---------- PASSAGE PROVIDED
A year ago tonight I received a phone call from my primary care physician, late on a Friday night, before a long 3-day holiday weekend. Can’t be good news I thought. The conversation went something like this:

Dr. Feinberg: Dr. Kaplan, this is Dr. Feinberg.

Me: Hello Doctor. Do what do I owe the honor of your call late on a Friday night before Labor Day?

Dr. Feinberg: When you were admitted to the hospital in Indiana earlier this week did anyone tell you that you were in heart failure?

Me: No. I would have remembered that. After the cardioversion he told me to follow up with a cardiologist at home in a couple of weeks. I was still in atrial fibrillation and would need additional treatment.

Dr. Feinberg: Did he mention you had an ejection fraction (EF) of 10%?

Me: What? No!

Dr. Feinberg: The transesophageal echocardiogram (TEE) they did before the ablation to look for clots in the atrium showed a markedly decreased ejection fraction with global wall abnormalities. Even though TEE is not the best way to assess EF, particularly with a fib with a rapid ventricular rate, that is not good.
--------------------
*REQUIRED ACTION 1*. Name every medical procedure mentioned in the account of the doctor's late-night phone call.
*REQUIRED ACTION 2*. Pick up the account of the doctor's late-night phone call after its last sentence and carry the conversation forward.
---------- DATA TO EXAMINE
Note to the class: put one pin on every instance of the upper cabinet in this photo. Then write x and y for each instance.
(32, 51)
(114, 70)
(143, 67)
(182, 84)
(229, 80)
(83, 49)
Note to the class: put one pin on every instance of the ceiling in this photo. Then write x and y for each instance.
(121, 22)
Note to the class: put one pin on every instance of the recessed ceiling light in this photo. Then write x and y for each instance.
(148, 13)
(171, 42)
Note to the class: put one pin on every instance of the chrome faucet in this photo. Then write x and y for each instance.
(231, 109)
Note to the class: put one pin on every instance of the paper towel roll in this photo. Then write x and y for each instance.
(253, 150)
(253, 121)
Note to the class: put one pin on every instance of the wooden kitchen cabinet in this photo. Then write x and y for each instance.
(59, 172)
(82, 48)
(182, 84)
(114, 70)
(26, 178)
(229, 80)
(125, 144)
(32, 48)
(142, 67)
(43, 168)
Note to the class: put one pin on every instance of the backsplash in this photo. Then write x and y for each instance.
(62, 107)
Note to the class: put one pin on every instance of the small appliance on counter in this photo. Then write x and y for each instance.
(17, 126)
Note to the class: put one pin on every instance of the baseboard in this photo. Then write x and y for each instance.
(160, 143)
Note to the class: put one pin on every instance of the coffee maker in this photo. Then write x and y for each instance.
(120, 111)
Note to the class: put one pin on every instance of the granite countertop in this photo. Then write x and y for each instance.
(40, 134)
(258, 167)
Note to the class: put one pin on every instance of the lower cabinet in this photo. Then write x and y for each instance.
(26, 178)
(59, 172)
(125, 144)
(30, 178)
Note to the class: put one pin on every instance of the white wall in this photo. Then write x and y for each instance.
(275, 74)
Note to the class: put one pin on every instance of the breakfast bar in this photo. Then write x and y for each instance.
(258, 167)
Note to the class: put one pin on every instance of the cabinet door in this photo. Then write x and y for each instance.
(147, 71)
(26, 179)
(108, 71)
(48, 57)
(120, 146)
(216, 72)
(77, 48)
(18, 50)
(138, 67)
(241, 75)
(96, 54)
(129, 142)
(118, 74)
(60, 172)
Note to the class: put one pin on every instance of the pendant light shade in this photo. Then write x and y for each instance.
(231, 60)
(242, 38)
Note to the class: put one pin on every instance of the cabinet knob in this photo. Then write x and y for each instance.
--------------------
*EXERCISE ANSWER 1*. Cardioversion, transesophageal echocardiogram (TEE), ablation

*EXERCISE ANSWER 2*.
Me: Could explain why I have no energy.

Dr. Feinberg: Sure. I need to start you on an ACE inhibitor tonight. I will call in a prescription.

I met Dr. Feinberg a few months before I was diagnosed with severe heart failure this time last year. I mentioned his name when I was admitted to an “outside hospital” and this ended up in my electronic medical record and through interoperability he knew more than I did about my care.

Several major clinical trials have looked at the use of ACE inhibitors in people with heart failure. All of them showed significant benefit. A meta-analysis of five such trials that included over 12,000 people with heart failure showed that ACE inhibitors significantly reduced the need for hospitalization, improved survival, and lowered the risk of heart attacks. Symptoms of heart failure such as dyspnea (shortness of breath) and fatigue were also improved.

Dr. Feinberg: Do you have a cardiologist?

Me: Not yet. I am scheduled to see someone on September 14th.

Dr. Feinberg: Okay. See if you can get in sooner. I will call in the ACE inhibitor but this is going to require a cardiologist to manage.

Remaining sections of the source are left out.